→ What to do
From the line that holds "Check that every instance of the yellow" down to the last line of the listing below, reproduce each line exactly and nothing more, omitting pictures.

The input: Begin

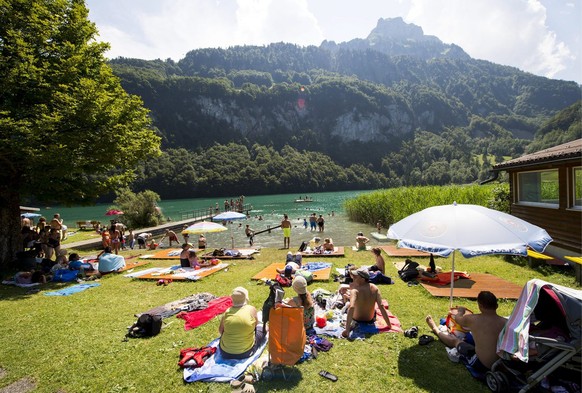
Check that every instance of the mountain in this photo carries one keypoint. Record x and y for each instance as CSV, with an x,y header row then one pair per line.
x,y
362,102
394,37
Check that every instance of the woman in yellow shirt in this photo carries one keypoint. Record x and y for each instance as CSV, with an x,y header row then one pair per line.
x,y
240,333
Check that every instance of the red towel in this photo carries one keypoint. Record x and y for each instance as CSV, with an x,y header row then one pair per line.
x,y
196,318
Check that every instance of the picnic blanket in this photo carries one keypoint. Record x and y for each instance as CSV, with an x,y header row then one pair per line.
x,y
72,290
270,272
178,273
199,317
168,253
243,253
337,252
335,326
218,369
197,301
11,282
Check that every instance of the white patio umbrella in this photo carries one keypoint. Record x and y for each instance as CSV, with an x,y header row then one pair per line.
x,y
471,229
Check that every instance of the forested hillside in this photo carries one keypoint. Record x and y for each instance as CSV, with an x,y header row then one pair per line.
x,y
396,108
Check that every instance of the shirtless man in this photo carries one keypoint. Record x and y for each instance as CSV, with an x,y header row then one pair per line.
x,y
484,327
286,226
361,241
380,264
363,299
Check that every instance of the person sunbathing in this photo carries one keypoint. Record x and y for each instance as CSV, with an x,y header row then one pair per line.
x,y
240,333
364,297
484,328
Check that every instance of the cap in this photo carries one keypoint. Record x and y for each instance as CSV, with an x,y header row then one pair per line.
x,y
363,272
240,297
288,270
300,285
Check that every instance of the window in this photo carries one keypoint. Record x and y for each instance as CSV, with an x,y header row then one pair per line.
x,y
539,188
577,172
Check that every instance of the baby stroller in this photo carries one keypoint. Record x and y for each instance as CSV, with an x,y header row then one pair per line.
x,y
541,339
286,341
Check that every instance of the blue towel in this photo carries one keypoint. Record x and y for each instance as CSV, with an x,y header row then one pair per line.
x,y
218,369
315,266
71,290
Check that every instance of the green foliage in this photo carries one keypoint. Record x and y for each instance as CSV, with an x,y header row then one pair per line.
x,y
69,131
139,210
392,205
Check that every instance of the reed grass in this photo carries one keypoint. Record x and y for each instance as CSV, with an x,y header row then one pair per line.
x,y
391,205
75,343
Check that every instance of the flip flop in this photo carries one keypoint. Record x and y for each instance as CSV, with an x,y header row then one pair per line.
x,y
425,339
328,375
412,332
241,380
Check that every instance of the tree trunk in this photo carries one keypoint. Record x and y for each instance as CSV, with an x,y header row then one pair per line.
x,y
10,239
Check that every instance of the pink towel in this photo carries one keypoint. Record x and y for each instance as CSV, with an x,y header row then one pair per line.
x,y
196,318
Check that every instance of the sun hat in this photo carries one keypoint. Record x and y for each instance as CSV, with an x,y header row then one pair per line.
x,y
240,297
300,285
363,272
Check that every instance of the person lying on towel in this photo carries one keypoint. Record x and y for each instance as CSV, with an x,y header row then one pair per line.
x,y
240,333
363,299
109,262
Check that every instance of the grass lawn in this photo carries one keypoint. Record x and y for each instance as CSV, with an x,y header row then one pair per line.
x,y
75,343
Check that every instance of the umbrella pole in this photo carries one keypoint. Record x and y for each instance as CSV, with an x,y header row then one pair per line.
x,y
452,281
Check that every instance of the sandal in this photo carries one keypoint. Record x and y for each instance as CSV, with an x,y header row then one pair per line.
x,y
425,339
245,388
328,375
241,380
412,332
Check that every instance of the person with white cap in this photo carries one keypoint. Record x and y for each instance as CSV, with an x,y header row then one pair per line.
x,y
364,296
240,333
304,300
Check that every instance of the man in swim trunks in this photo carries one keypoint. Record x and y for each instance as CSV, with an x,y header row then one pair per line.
x,y
363,299
361,241
484,327
286,226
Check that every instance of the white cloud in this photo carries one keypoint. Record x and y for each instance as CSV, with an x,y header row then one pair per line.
x,y
505,32
538,36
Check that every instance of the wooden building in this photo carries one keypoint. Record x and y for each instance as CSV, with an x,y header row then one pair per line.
x,y
546,190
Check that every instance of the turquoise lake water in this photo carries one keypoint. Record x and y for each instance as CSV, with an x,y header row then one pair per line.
x,y
270,207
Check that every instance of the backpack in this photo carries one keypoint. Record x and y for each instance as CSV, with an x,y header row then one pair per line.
x,y
303,246
283,281
147,325
269,303
409,271
306,274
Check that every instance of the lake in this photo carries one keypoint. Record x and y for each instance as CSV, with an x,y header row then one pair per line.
x,y
269,207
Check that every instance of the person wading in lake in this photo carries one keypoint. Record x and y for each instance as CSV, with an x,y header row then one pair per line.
x,y
286,226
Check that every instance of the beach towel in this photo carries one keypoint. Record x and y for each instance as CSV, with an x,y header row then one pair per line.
x,y
218,369
315,266
8,282
71,290
196,318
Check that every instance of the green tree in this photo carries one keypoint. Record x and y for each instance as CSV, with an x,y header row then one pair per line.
x,y
139,210
68,131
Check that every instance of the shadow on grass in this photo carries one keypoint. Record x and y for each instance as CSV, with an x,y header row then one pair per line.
x,y
423,364
279,378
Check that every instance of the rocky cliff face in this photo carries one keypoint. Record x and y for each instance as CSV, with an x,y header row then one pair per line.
x,y
395,37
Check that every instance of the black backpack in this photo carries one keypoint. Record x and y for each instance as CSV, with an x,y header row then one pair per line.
x,y
408,271
271,300
147,325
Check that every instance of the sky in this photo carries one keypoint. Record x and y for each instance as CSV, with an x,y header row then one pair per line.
x,y
538,36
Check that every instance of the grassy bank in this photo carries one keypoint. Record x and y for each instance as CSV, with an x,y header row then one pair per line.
x,y
75,343
391,205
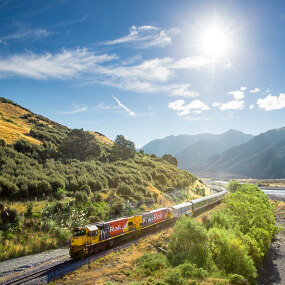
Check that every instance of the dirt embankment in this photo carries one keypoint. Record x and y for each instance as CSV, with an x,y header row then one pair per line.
x,y
272,270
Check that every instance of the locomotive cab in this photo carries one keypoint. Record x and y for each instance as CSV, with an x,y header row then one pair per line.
x,y
82,238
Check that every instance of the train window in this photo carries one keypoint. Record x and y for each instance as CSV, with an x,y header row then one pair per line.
x,y
78,233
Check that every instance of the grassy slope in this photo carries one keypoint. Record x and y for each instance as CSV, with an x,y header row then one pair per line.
x,y
49,223
120,267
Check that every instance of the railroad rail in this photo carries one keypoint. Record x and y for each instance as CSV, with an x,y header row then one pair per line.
x,y
46,274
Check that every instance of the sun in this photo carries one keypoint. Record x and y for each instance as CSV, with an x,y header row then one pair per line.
x,y
215,42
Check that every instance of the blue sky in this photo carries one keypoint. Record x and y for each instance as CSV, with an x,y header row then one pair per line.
x,y
146,69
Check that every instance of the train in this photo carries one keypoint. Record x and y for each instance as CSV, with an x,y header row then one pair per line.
x,y
94,238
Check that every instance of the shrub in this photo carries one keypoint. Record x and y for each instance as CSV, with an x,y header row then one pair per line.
x,y
29,210
188,242
229,253
60,194
81,197
234,186
124,189
174,277
189,270
236,279
85,188
151,262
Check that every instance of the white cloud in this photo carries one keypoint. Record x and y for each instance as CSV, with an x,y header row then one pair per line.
x,y
64,65
217,104
102,107
270,102
24,34
238,95
149,76
131,113
196,106
77,109
145,36
232,105
255,90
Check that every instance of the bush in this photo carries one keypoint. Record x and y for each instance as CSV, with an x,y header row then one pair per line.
x,y
189,270
230,254
174,277
60,194
187,242
81,197
234,186
151,262
124,189
29,210
236,279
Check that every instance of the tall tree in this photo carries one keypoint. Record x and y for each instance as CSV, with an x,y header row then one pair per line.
x,y
123,148
81,145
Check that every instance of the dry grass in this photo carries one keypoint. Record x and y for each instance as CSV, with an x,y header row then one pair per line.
x,y
101,138
12,127
120,267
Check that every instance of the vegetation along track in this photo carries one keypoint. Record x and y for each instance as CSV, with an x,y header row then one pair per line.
x,y
48,273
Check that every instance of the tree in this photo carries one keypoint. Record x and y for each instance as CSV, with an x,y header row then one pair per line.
x,y
81,145
171,159
122,149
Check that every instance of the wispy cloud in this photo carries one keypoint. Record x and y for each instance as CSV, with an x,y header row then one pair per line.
x,y
255,90
238,95
232,105
30,34
131,113
102,107
145,36
149,76
67,23
182,109
270,102
63,65
77,109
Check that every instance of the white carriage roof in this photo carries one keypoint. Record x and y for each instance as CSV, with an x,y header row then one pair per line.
x,y
91,228
179,206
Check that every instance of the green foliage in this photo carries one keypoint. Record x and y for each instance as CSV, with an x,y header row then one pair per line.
x,y
189,270
187,243
229,253
237,279
9,218
151,262
171,159
238,237
174,277
81,145
234,186
122,149
29,210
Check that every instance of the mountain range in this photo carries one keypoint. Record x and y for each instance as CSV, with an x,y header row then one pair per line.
x,y
232,154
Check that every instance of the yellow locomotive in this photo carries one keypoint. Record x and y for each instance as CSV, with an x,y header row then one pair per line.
x,y
91,239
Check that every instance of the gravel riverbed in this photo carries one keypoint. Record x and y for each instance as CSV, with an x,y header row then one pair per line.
x,y
272,270
21,264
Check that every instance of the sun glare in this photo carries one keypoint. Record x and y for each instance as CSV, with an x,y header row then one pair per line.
x,y
214,43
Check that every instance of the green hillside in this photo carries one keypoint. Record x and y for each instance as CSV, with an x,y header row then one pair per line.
x,y
261,157
53,178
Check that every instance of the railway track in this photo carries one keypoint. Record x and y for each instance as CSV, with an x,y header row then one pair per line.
x,y
48,273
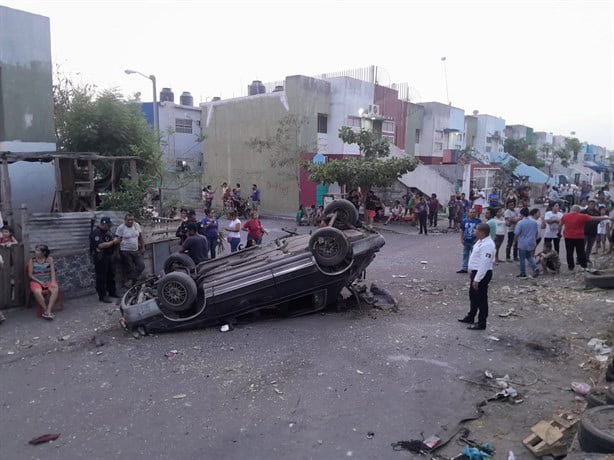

The input: End

→ Exercise response
Check that every instance of the yellow locomotive in this photo carries one keypoint. Record x and y for each instance as CSV, with an x,y header row then one pair per line.
x,y
91,239
Check that every instance of the gravel riverbed in this photo carries one keypoint. Record x and y for each instance as CSV, with an x,y header row then one pair per line.
x,y
272,270
21,264
Check that every instance of the sun glare in this photo carries one keypoint. Record x and y for each instance as CSV, with an x,y header row then one pair per line.
x,y
214,43
Check that every instance of the green hillside in this photo carries one keypoint. Record x and y for each instance as CSV, with an x,y header row then one pair per line.
x,y
261,157
53,178
Check that every instance of the railway track in this photo carries one keypoint. Record x and y for each instance as CSV, with an x,y header row then one pair per line.
x,y
48,273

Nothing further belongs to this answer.